WRITTEN EXERCISE: Identify every line in the items below that contains the string "sari", and copy each of those lines. Case counts, so uppercase and lowercase letters must match.
┌────────
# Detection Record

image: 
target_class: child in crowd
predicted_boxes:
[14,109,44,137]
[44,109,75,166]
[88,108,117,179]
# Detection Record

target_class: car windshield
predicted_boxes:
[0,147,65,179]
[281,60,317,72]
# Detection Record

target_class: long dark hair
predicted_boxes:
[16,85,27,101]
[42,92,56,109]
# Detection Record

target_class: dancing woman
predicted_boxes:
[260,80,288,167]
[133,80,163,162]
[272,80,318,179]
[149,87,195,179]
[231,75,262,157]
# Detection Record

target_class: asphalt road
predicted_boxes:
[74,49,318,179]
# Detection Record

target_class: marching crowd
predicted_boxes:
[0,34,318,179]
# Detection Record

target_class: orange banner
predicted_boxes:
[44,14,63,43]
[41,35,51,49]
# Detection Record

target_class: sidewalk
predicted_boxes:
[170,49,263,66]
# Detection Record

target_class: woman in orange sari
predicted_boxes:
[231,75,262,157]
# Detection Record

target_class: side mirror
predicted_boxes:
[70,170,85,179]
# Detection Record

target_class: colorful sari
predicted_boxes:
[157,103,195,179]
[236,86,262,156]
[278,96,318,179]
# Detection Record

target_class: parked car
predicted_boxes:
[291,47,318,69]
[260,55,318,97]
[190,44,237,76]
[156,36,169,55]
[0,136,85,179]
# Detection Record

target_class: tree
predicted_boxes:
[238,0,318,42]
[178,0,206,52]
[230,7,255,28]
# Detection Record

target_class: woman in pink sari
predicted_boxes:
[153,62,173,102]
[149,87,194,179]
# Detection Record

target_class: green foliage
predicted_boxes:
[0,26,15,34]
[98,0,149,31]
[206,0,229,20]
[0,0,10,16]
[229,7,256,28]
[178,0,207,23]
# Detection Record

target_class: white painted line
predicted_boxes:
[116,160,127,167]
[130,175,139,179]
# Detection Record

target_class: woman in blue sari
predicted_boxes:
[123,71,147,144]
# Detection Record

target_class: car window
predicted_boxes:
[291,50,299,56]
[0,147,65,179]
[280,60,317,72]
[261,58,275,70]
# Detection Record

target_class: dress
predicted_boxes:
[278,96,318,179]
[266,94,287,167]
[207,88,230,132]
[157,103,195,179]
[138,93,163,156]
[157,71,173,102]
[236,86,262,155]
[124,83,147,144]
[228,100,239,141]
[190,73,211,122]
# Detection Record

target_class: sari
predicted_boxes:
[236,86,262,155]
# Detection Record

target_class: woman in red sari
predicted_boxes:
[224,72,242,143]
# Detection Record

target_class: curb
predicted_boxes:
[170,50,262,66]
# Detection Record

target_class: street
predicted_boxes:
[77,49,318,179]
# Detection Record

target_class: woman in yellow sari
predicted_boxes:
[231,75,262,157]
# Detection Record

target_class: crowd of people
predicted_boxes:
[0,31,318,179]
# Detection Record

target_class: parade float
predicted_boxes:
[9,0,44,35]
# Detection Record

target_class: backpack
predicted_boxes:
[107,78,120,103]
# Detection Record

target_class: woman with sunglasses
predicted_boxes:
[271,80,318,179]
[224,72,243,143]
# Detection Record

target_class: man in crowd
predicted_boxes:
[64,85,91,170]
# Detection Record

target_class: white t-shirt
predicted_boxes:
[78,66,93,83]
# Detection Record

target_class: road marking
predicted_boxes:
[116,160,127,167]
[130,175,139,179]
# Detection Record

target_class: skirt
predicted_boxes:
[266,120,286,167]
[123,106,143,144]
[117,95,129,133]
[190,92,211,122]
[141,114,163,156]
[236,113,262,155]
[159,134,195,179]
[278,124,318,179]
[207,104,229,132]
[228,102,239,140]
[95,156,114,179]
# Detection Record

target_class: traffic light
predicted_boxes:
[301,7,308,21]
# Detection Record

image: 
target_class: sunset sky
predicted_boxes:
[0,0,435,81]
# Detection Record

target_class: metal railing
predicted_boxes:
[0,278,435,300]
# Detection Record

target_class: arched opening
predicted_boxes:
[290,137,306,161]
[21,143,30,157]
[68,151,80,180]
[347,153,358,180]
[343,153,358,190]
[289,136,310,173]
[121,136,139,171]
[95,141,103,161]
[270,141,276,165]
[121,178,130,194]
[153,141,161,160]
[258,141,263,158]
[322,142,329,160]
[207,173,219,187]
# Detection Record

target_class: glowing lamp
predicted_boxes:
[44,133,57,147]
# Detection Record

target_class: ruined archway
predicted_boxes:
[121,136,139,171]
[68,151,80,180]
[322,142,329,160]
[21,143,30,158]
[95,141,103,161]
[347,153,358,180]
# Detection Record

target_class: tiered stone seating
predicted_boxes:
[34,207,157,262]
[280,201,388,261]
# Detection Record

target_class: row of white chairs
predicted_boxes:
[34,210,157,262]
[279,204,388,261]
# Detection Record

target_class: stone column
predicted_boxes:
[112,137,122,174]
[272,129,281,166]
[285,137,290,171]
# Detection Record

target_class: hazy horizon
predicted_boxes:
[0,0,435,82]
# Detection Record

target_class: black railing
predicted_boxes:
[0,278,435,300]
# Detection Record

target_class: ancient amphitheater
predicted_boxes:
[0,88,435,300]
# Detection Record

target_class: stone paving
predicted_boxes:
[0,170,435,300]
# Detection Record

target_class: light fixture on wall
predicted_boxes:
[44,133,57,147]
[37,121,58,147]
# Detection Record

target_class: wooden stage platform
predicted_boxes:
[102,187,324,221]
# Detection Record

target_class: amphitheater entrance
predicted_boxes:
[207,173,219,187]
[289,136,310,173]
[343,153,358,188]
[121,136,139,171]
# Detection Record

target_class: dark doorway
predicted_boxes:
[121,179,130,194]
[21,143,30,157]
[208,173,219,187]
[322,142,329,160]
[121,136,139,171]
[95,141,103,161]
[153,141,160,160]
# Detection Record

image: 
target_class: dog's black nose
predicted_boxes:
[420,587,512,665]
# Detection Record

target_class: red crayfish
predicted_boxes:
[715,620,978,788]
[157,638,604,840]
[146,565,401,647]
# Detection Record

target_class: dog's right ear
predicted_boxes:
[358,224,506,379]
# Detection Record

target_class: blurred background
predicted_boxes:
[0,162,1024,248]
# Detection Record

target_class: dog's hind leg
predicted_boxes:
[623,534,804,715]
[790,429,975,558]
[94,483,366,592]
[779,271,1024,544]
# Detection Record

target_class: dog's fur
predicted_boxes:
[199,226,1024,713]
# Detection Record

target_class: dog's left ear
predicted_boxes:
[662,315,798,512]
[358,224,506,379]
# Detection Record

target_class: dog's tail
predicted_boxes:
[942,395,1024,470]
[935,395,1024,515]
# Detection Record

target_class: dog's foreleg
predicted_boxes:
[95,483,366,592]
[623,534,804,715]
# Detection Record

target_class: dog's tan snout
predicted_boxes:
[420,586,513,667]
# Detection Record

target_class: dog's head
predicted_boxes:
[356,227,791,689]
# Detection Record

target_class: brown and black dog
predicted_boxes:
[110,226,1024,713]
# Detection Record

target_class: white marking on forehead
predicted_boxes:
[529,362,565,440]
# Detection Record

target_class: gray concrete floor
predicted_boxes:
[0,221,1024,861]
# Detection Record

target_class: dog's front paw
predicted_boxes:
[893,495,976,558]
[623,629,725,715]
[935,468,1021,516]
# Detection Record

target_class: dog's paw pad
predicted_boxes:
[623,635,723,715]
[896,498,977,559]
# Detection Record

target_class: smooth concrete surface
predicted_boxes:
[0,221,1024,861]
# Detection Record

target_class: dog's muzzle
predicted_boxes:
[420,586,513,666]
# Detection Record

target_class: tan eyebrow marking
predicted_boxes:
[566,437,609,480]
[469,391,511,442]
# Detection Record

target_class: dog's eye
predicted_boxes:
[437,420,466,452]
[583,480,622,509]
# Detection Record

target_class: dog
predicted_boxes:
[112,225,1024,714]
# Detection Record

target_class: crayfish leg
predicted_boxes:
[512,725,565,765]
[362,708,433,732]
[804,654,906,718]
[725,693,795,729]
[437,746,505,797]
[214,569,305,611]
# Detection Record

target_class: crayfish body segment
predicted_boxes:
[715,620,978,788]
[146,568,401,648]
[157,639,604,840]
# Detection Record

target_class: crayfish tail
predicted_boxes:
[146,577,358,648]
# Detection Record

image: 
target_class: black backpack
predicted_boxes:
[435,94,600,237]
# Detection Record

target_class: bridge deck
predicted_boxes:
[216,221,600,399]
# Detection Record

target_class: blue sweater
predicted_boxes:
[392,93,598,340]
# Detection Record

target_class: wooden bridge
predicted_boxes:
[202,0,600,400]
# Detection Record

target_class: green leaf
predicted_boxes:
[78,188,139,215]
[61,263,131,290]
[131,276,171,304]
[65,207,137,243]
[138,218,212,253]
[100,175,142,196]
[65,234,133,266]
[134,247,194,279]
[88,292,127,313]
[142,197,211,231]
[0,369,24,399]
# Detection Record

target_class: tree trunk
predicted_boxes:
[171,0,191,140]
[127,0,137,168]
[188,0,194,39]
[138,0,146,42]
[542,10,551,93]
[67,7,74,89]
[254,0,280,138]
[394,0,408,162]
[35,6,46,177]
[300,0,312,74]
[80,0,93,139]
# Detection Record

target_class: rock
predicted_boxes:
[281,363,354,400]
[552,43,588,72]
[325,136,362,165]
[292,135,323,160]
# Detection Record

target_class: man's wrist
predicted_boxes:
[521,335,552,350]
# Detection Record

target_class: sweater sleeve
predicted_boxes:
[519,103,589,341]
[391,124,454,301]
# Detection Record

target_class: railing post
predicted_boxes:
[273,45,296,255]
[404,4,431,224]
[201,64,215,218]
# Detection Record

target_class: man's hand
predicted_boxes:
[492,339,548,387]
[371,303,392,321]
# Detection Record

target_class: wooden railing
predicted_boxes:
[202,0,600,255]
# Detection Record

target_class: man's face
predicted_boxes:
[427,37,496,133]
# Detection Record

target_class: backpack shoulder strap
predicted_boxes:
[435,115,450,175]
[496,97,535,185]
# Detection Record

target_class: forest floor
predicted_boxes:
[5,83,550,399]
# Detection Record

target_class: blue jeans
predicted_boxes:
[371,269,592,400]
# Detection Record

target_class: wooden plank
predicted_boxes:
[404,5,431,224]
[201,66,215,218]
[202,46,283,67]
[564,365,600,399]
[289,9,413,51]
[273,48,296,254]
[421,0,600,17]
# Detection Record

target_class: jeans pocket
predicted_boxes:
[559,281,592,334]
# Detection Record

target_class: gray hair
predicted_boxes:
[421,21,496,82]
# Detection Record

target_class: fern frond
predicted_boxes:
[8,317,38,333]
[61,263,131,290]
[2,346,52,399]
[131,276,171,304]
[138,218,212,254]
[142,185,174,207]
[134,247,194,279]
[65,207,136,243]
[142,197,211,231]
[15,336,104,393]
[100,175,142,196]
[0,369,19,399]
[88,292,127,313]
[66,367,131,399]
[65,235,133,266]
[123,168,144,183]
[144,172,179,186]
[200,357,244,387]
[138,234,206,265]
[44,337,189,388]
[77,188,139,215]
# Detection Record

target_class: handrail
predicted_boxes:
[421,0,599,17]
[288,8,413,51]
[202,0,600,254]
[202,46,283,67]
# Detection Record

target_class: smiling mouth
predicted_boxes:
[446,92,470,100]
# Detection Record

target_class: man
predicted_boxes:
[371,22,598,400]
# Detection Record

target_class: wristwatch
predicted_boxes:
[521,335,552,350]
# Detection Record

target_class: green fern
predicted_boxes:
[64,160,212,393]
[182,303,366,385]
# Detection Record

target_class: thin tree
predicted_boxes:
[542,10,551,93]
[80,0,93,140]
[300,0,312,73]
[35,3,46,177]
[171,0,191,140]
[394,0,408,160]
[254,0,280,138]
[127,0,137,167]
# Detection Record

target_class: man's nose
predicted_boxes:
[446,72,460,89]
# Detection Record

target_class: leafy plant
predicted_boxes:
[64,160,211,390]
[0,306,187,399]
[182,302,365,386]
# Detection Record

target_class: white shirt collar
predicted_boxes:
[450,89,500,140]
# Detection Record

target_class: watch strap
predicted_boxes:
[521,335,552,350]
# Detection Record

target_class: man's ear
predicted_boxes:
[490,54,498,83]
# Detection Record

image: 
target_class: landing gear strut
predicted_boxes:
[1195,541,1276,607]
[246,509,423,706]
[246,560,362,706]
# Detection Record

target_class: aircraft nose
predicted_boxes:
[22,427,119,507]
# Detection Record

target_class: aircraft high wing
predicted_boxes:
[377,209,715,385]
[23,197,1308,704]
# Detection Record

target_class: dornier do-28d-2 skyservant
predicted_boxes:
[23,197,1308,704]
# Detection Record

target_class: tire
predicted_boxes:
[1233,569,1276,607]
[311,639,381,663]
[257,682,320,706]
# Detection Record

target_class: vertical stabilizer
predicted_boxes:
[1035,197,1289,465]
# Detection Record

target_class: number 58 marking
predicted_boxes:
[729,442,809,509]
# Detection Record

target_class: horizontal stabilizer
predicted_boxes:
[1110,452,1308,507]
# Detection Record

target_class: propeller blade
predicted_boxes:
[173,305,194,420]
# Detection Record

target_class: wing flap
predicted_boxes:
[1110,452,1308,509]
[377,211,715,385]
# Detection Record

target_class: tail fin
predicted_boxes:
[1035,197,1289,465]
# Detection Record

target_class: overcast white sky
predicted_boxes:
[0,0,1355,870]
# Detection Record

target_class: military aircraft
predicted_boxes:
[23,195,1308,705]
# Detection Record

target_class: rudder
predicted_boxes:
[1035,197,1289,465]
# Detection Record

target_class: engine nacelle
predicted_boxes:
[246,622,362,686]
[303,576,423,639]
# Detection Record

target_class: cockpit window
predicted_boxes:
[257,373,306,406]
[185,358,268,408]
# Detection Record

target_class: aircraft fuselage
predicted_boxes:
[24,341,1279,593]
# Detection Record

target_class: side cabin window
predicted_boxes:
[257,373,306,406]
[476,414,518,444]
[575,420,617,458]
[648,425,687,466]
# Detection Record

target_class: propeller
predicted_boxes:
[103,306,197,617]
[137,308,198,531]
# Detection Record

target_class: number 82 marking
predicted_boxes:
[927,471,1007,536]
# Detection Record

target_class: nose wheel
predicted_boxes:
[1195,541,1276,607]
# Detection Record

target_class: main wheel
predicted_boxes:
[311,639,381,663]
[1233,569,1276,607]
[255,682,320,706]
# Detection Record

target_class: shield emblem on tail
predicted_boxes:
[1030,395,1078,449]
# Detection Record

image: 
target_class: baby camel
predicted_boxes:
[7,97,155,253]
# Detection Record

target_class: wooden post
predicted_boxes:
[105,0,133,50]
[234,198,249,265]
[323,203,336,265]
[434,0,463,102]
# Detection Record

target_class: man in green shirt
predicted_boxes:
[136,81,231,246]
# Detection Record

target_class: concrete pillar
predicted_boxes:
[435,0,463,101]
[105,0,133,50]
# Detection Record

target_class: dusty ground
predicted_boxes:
└────────
COMPLETED TASK:
target_class: woman in orange sari
target_class: colorful sari
target_class: woman in pink sari
target_class: woman in blue sari
target_class: sari
target_class: woman in red sari
target_class: woman in yellow sari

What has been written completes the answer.